## WORK ORDER
Using the listing below, set down exactly the lines starting at the line that contains "Task: mark one dot on every instance of the white oval" and ending at the line that contains "Task: mark one dot on every instance of the green", both included, and no others.

⟨

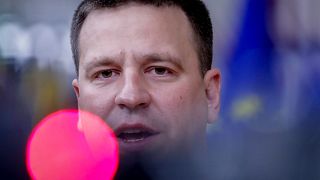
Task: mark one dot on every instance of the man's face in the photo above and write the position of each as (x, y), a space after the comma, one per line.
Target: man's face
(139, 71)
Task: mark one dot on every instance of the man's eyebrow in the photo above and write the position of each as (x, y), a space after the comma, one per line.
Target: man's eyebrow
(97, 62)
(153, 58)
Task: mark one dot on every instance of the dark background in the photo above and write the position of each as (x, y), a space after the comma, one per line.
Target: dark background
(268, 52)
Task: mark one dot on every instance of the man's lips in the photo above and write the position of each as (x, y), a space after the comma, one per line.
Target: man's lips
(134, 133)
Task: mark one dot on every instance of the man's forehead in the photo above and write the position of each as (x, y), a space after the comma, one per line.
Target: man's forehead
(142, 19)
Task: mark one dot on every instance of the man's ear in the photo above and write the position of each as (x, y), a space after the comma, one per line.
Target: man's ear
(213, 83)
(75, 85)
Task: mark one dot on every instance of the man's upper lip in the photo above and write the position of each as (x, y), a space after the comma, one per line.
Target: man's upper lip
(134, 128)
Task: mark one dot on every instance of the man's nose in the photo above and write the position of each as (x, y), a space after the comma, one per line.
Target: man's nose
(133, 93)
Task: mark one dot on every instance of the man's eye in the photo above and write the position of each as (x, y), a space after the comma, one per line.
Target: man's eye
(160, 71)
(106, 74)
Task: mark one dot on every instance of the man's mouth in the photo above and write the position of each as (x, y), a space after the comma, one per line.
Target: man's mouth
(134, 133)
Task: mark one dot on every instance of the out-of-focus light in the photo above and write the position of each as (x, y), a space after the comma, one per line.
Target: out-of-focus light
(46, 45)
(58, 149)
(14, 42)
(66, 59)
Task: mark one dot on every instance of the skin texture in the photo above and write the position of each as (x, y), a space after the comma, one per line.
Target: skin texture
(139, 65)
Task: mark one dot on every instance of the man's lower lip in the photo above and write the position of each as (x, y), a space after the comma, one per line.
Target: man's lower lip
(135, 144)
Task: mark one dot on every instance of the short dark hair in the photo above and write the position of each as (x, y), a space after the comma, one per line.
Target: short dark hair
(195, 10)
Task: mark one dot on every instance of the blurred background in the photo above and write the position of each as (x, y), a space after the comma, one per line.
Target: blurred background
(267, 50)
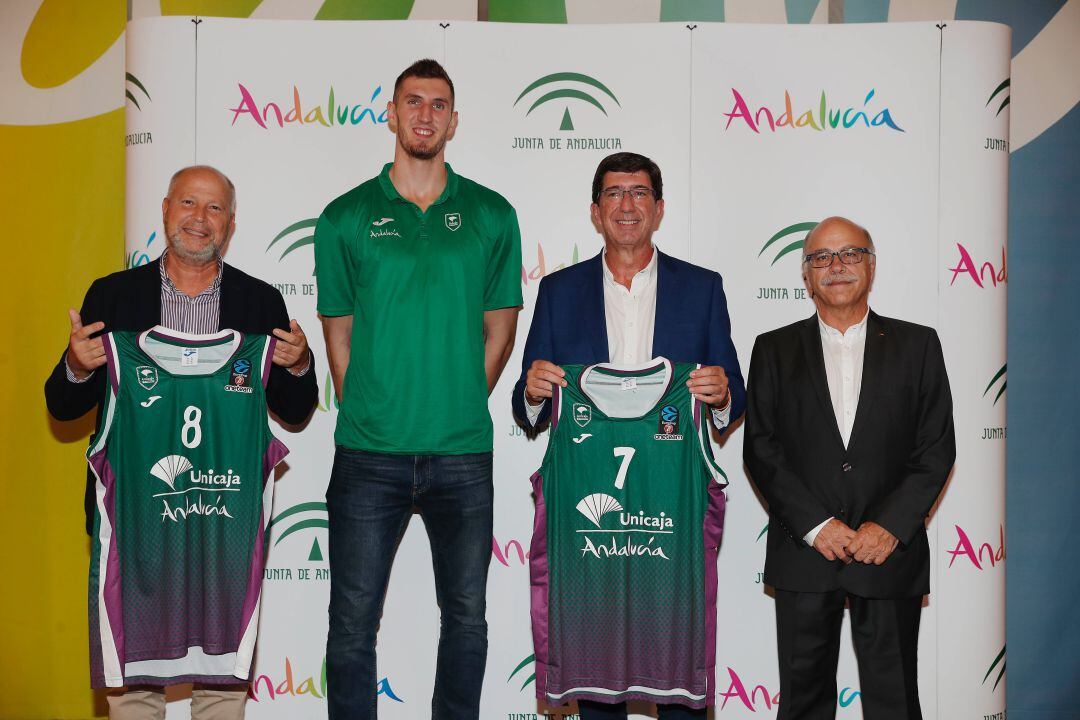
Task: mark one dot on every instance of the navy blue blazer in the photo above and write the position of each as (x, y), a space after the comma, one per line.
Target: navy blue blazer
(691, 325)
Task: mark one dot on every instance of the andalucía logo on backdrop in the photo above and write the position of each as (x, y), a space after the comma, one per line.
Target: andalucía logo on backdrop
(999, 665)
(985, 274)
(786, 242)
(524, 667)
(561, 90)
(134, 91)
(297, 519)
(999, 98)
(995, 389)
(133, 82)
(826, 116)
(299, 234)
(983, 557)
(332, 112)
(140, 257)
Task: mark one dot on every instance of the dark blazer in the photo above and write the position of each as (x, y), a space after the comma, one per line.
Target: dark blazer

⟩
⟨

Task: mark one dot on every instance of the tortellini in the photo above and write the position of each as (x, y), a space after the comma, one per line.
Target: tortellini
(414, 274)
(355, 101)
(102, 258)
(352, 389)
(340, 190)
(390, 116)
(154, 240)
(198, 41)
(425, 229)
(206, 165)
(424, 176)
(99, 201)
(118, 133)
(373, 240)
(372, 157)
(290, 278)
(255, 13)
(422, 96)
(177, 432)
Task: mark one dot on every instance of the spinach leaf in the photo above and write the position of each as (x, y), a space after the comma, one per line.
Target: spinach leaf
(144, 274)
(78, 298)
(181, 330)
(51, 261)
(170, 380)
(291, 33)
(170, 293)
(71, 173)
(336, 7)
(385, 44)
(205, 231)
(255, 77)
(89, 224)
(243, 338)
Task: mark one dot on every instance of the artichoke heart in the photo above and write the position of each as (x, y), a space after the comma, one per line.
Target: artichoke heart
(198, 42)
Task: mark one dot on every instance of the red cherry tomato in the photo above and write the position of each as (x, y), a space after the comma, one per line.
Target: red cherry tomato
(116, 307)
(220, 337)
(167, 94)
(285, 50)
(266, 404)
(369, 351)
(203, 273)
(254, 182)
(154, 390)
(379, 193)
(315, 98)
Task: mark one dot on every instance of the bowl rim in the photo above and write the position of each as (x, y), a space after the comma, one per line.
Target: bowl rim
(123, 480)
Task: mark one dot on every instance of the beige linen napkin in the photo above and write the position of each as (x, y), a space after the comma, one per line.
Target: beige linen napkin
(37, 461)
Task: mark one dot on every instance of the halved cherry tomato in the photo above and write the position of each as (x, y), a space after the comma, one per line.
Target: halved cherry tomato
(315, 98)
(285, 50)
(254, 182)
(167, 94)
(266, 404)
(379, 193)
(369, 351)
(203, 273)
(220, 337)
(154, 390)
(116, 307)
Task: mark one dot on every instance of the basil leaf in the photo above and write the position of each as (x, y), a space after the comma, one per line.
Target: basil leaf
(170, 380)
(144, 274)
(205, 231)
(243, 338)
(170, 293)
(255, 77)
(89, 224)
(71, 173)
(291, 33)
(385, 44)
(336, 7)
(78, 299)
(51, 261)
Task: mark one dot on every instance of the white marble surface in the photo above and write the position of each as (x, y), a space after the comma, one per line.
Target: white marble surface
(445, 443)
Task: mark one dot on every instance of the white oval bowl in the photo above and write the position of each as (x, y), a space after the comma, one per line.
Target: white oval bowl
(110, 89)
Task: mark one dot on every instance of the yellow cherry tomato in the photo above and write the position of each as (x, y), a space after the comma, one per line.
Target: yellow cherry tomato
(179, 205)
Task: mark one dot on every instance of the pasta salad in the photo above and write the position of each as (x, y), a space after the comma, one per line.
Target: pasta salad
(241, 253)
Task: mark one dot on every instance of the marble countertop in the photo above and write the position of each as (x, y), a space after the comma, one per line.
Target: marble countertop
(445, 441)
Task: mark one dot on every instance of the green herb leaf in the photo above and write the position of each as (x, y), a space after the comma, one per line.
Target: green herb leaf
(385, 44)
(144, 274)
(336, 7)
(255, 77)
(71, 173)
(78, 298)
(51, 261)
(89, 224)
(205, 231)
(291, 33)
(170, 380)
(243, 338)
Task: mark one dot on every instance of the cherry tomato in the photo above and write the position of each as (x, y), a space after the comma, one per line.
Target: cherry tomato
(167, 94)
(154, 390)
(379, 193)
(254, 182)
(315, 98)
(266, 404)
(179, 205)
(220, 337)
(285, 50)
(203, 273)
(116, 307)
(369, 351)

⟩
⟨

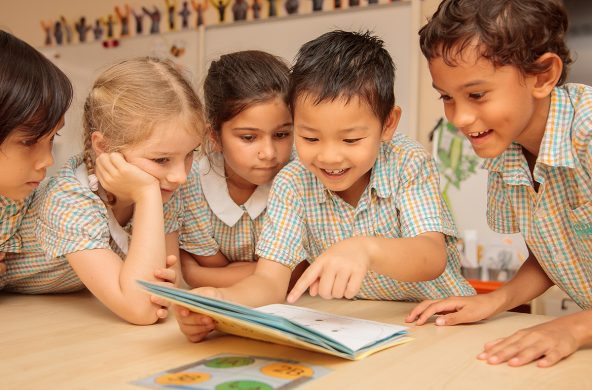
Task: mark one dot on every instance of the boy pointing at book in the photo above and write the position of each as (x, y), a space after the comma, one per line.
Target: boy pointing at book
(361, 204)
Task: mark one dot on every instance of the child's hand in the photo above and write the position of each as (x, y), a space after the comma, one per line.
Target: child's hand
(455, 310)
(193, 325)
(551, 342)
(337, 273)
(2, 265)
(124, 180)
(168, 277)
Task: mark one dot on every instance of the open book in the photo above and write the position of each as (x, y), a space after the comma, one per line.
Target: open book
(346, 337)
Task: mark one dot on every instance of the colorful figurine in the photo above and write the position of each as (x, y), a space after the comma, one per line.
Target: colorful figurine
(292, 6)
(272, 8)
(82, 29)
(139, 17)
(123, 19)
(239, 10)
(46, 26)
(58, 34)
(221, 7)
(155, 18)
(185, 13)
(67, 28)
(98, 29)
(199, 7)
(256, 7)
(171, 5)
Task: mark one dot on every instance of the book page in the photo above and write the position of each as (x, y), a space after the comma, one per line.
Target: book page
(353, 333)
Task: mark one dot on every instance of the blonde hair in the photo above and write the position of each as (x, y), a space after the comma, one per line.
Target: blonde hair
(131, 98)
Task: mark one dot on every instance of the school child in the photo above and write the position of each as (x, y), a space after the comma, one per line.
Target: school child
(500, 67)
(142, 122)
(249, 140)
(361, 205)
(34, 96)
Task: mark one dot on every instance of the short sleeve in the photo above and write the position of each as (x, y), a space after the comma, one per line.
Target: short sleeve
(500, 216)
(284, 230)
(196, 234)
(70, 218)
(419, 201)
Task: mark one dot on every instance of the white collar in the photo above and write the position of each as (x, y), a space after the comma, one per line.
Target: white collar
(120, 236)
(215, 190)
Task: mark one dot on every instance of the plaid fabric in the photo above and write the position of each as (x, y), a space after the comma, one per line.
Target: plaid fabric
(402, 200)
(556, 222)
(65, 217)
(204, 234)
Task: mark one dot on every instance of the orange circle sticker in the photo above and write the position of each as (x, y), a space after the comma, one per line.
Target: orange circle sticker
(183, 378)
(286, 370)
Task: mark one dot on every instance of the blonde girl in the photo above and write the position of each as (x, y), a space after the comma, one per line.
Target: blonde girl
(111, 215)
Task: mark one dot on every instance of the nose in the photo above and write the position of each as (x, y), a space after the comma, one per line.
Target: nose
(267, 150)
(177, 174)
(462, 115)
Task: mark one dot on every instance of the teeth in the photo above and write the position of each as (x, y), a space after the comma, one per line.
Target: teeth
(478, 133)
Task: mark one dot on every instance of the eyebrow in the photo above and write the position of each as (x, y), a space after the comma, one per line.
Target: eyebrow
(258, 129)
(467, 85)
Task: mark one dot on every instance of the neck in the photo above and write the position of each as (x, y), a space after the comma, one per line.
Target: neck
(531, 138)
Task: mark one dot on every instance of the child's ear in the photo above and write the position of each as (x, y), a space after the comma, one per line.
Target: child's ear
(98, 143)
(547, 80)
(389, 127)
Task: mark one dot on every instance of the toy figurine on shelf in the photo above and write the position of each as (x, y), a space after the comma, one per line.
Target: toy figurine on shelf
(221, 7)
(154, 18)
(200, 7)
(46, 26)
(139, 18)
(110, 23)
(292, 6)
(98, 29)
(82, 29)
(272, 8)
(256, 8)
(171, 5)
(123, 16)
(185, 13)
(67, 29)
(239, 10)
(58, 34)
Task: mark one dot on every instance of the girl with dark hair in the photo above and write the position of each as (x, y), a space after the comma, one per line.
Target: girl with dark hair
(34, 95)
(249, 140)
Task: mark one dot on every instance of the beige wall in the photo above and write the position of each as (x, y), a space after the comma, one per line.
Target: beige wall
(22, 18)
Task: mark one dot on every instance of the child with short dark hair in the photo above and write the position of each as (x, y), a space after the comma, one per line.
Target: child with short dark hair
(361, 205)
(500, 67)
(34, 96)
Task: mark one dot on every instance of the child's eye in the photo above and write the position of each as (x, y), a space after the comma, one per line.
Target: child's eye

⟩

## RESPONSE FOR THIS EXERCISE
Task: mark one dot on every instance of the white oval bowl in the photo above and write the position of each as (x, y), a space after the comma, one per line.
Target: white oval bowl
(110, 89)
Task: mark one dot on every instance of the yellow cherry tomato in the photo above and write the position of each as (x, y), a space after the comma, one per line.
Target: yellow cherry tomato
(179, 205)
Task: mark one dot on every instance of the pasta salad in the photo above and write the position of each as (x, y), a space after the comma, one per line.
Target: pasta salad
(241, 253)
Task: mark one dot on every instance of the marble countertop in the photo above and write the position of each as (x, y), a space after the comma, one per line.
Target: marble countertop
(445, 441)
Task: mark one dot on every instance of the green herb leaf in the photo above and write the position of each as (x, y), a space after the comma, one per line.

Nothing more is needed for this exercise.